— What you need to do —
Write the next part of the text on farm soils as carbon sinks under the Kyoto Protocol, starting after its last sentence.

To rectify the situation, Canada pushed to have carbon sinks included in the Protocol: this was done in agreement with many Canadian stakeholders, including the Agriculture and Agri-Food Table on Climate Change,(14) which recommended in January 2000 that the federal government continue its efforts to have agricultural soils recognized as carbon sinks in the Protocol.(15) The initiatives taken by the government and the industry to implement measures aimed at reducing the effect of greenhouse gases were designed with that objective in mind.

Negotiations on application of the Kyoto Protocol took place in The Hague in November 2000. One of the goals was to reach an agreement on the definition of “carbon sink” and the way sinks would be factored into emissions budgets. The failure of those negotiations did not necessarily end the hopes of seeing agricultural soils included in the Protocol, but rather highlighted the need to overcome obstacles, in particular the need for an economically and technically reliable and efficient method of determining the quantities of CO₂ removed from the atmosphere and stored in soil. The scientific uncertainty over how to quantify that sequestered CO₂ and the temporary nature of agricultural soils as carbon sinks were the main arguments used by those opposed to the inclusion of soils in the Protocol.

Among the various measures aimed at reducing greenhouse gas emissions are those which use the market by putting a price on carbon (for example, a tax or a tradeable permit system) and those which use the power of regulations to limit certain practices (for example, energy efficiency standards for motor vehicles). These measures do not necessarily foster the creation of carbon sinks. This section therefore focuses on the establishment of a carbon market and the appeal that this approach might hold for farmers. It goes on to briefly describe other solutions and their impact on the adoption of practices that promote carbon sequestration.

Of all the measures referred to above, “carbon credit trading” is the one that has undergone the most study in Canada(16) and seems to be best able to encourage farmers to adopt practices that promote carbon sequestration and thus the creation of carbon sinks.

The Kyoto Protocol allows the development of emission trading mechanisms as a way of reducing the emission of greenhouse gases into the atmosphere. The first step in implementing an emission trading system is to set a limit on each country’s greenhouse gas emissions; each country then distributes its allocation among the various sources of emissions. Finally, the trading system would allow one source to increase the amount of greenhouse gas it emits by trading with another source that was able to reduce its emissions to a level below its allocation.

Carbon sequestration activities such as carbon sinks could perhaps be incorporated into emission trading systems: this would create a “carbon credit” for each additional equivalent unit of CO₂ in the soil. These credits could then be sold to sources of greenhouse gas in order to permit their emissions. Credit trading would give farmers a bonus for adopting methods that promote soil carbon retention.

— Given data —

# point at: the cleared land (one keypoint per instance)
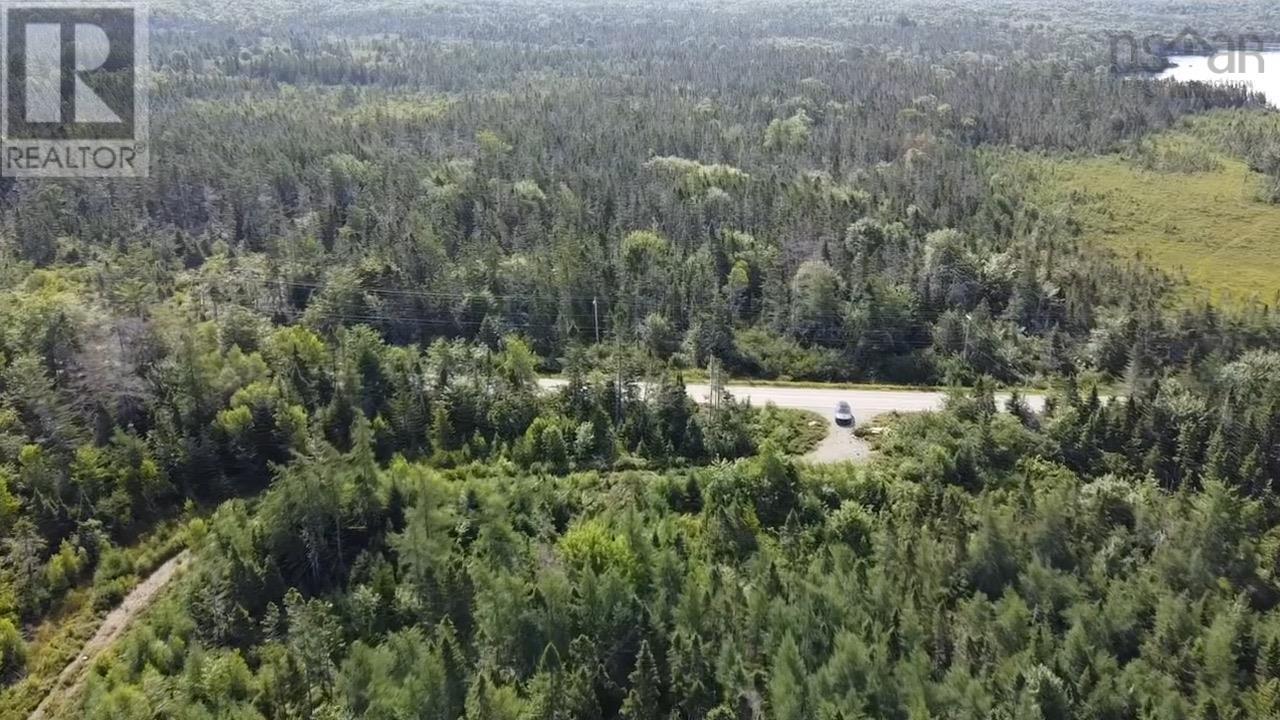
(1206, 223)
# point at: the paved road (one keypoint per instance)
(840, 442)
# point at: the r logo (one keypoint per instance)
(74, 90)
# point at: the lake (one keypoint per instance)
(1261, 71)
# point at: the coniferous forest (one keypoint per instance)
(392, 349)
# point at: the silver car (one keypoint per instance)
* * *
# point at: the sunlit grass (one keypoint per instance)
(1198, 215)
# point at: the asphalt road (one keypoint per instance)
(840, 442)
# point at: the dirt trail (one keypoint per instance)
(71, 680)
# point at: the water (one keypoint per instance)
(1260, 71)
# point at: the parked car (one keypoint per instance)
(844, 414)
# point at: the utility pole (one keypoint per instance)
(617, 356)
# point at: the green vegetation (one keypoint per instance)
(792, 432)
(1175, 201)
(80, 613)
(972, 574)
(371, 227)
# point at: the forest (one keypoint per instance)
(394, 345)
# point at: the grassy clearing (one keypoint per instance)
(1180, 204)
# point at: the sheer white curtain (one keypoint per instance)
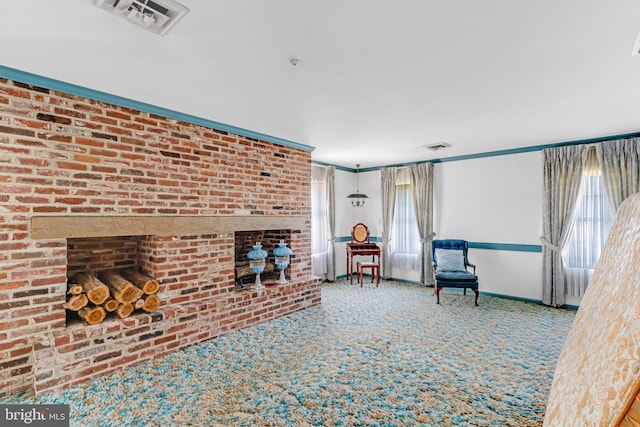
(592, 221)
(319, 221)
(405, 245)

— Written answer —
It should be noted that forestation and reforestation are considered carbon sinks under the Kyoto Protocol. In addition to creating a soil sink by sequestering carbon in soil, the conversion of marginal farmland to forest would also be a forest sink that would make it possible to obtain additional carbon credits.

If agricultural soils are recognized as carbon sinks in the Kyoto Protocol, terms and conditions for a carbon credit trading system will have to be established. A number of questions will have to be clarified before a carbon credit trading system is put in place, including:

The following paragraphs discuss the potential impact of a carbon credit trading system on farmers.

Currently, it is difficult to predict what value carbon will have for farmers. There is still no way to determine the quantity of carbon that will be sequestered, the price paid for a unit of carbon, and the terms of payment.(17)

It is a fairly safe bet that the quantity of carbon sequestered on an individual farm will be too small to be tradeable. However, considering that Canada has 45.5 million hectares of farmland, there is considerable potential for tradeable credits. Without question, a method of pooling carbon credits in order to obtain a significant tradeable volume will have to be devised.(18)

The establishment of a significant market also entails a trading mechanism that would allow farmers to buy credits. Under such a mechanism, farmers interested in expanding an animal breeding operation or taking another initiative that would burn fossil fuels or increase other greenhouse gas emissions would have to pay for credits.(19)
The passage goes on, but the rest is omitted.